Supplied passage
I hold that the breathing of impure air is a fruitful source of disease of the right heart occurring after middle age. How many people ignorantly favor its occurrence by confining themselves to closely-shut, non-ventilated, hot, stifling rooms, in which the carbonic acid has accumulated to 2 or 3 per cent. of the air they respire! How many are thus destroyed by being compelled, through the exigencies of life, to pass the greater part of their time in pits and manufactories where ventilation is defective, or in which the air respired is poisoned by noxious fumes and offensive emanations from the materials undergoing the process of manufacture! How many are falling victims to the poisonous influence upon the heart of the atmosphere of an underground railway! What do these facts suggest? How are these evil results to be prevented? The simple answer is—Let the rooms in which you live be effectually ventilated by an incoming current of air filtered from all adventitious impurities, and so divided that no draught shall be felt; and by an outgoing current which shall remove from the apartments the carbonic acid, carbonic oxide, sulphurous-acid gas, sulphuretted hydrogen, and other noxious compounds, as rapidly as they are generated. Apply the same principle to public buildings, theatres, schools, manufactories, pits, and to all places in which people are accustomed to congregate.

As to underground railways, the best plan is to avoid them. True, the time passed in their polluted atmosphere is usually very short; but it is, nevertheless, sufficiently long to paralyze occasionally the heart's action, and always, by its pollution of the blood and by its direct effect upon the nervous system, to favor degeneration of the structures of the heart.

Given records
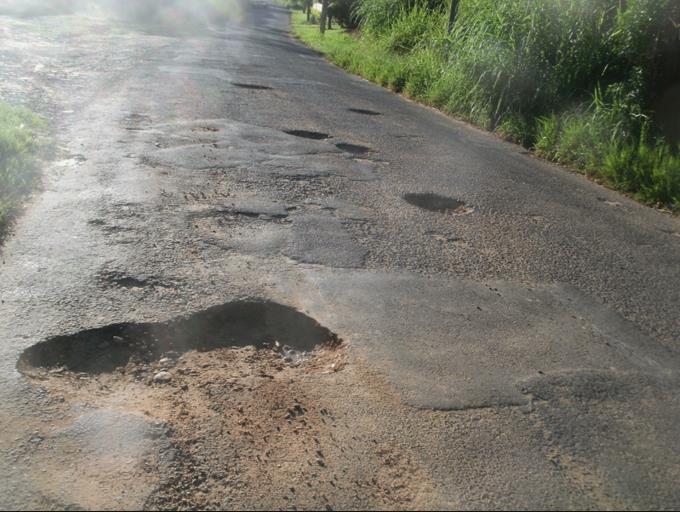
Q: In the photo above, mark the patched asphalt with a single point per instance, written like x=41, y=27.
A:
x=531, y=342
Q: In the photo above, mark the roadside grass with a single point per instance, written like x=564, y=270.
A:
x=499, y=72
x=19, y=147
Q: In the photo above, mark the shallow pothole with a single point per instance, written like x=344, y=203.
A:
x=437, y=203
x=236, y=324
x=364, y=111
x=256, y=87
x=354, y=149
x=306, y=134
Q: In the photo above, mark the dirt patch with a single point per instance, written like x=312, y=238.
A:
x=237, y=324
x=354, y=149
x=249, y=429
x=437, y=203
x=123, y=280
x=256, y=87
x=306, y=134
x=364, y=111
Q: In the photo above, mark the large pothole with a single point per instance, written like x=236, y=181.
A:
x=437, y=203
x=238, y=324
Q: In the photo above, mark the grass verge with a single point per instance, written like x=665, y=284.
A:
x=594, y=137
x=19, y=147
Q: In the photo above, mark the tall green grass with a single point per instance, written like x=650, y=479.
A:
x=574, y=79
x=19, y=145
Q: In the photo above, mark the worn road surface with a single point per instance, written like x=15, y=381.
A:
x=229, y=293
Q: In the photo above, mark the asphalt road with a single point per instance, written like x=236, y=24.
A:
x=528, y=338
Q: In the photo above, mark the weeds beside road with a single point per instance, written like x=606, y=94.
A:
x=19, y=145
x=575, y=80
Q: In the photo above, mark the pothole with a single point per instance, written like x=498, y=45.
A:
x=122, y=280
x=257, y=87
x=354, y=149
x=364, y=111
x=306, y=134
x=437, y=203
x=237, y=324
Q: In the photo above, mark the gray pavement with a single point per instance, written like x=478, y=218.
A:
x=531, y=337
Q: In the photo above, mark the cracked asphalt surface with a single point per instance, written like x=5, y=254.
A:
x=520, y=352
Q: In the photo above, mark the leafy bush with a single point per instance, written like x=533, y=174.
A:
x=575, y=79
x=18, y=148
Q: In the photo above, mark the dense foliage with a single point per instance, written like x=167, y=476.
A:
x=18, y=147
x=581, y=81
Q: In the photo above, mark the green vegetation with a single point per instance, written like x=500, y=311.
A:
x=19, y=145
x=576, y=80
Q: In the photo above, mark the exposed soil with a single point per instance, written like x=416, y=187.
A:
x=437, y=203
x=256, y=87
x=306, y=134
x=250, y=429
x=354, y=149
x=364, y=111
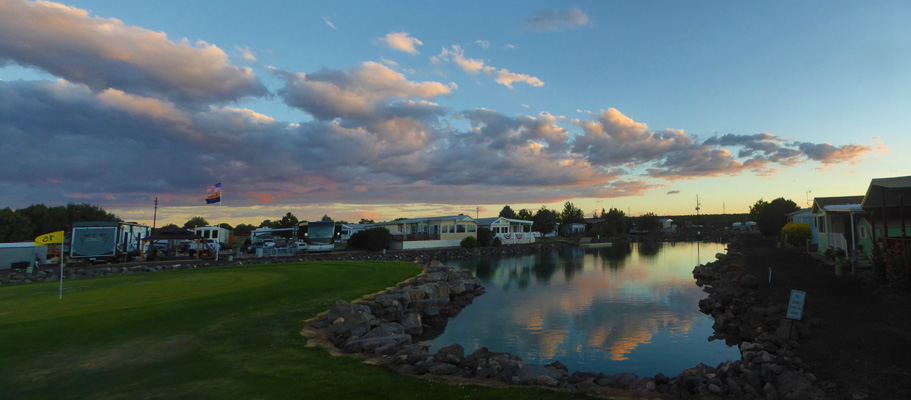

Exercises
1. In the passage on impure air and heart disease, what share of the air in closely-shut, non-ventilated rooms can carbonic acid reach?
2. Reproduce the part of the passage on impure air and heart disease starting with "As to underground" and going on through "of the heart.".
3. Carry on the passage on impure air and heart disease past its final sentence.
The records are unrelated to the passage on impure air and heart disease and stand apart from it.

Answers to the problems
1. It can reach 2 or 3 per cent.

2.
As to underground railways, the best plan is to avoid them. True, the time passed in their polluted atmosphere is usually very short; but it is, nevertheless, sufficiently long to paralyze occasionally the heart's action, and always, by its pollution of the blood and by its direct effect upon the nervous system, to favor degeneration of the structures of the heart.

3.
It often occurs to a medical man to visit a patient for the first time, and to find him suffering from a dilated right heart. He may for some short time have been sensible of a change in his breathing on walking rather quickly, or in mounting the stairs, or he may never have felt, or at least recognized, any such sensations. His attention was first arrested by observing that his feet and ankles were swollen, especially at night on going to bed. This sign it is which gives him the first alarm, and which causes him to seek the aid of his physician. An examination of his case detects a dilated right heart, with incompetency of the tricuspid valve. How has this condition of the heart been brought about? There is no history of previous cardiac disease; there has been no illness ushering in the present condition of things; there has never been, nor is there now, any affection of the lungs, and yet the right heart has suffered a lesion fatal to life! The answer is, that every such case has passed the age of forty, that the tissues of the right heart have entered upon the period of degeneration, and that this degeneration has, with very few exceptions, been hastened by the breathing of an impure air, either during the pursuit of the ordinary occupations of life, or in the patient's own dwelling.